TEXT SEGMENT =>
= = = =

The variations in skin friction with respect to the frequency parameter α under the influence of Gr, Pr and Q, in both the inner and the outer walls of the annulus are presented in Figures 11 to 16. From Figures 11 and 12 it may be concluded that for a particular frequency α and a fixed time, the friction at the inner and outer wall have a similar magnitude but acting in opposite directions (a similar observation is made in the case of Figures 13 and 14 as well as Figures 15 and 16, respectively); and as the buoyancy force gets magnified, the fluid velocity is uplifted, resulting in the friction at the walls also to increase substantially. On the other hand an opposite trend of behavior is evident in Figures 13 and 14 when Pr is increased and in the case of Figures 15 and 16 when Q is raised. This reverse trend may be linked to a decline of thermal transport in the fluid in both cases. This suggests that if one considers to reduce the friction at the walls, fluids with higher Prandtl numbers like water (\(\mathit{Pr} = 7\)) or various refrigerants (Pr between 4 and 5) need be used. We note that the effect of thermal radiation parameter is highly unpronounced on the friction at both walls of the annulus (Figure 15 and 16). This phenomenon is rooted in the fact that mercury is a good carrier of heat and dissipates very little energy in the form of thermal radiation. Fluids other than mercury will have different radiation properties and this needs further investigation in this connection.

Figure 11
figure 11

Skin friction (inner wall) versus α for \(\pmb{M = 0.4}\) , \(\pmb{Q = 5}\) , \(\pmb{\mathit{Pr} =0.025}\) , \(\pmb{t = 2}\) , \(\pmb{\lambda= 2}\) , \(\pmb{n_{1}= 1}\) , \(\pmb{n_{2}= 2}\) , \(\pmb{P_{0}= 1}\) .

= = = =

DATASET EXCERPT =>
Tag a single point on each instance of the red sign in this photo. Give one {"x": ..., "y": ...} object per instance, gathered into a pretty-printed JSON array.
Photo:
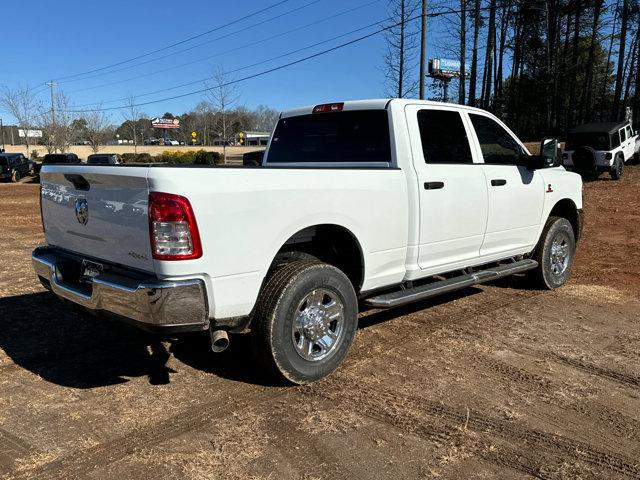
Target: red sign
[{"x": 167, "y": 123}]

= = = =

Answer these questions from the text on skin friction in the annulus:
1. Which figures present the variations in skin friction with respect to the frequency parameter α?
2. What Prandtl number does the text give for water?
3. In the caption for Figure 11, what value is given for M?

1. Figures 11 to 16.
2. Pr = 7.
3. M = 0.4.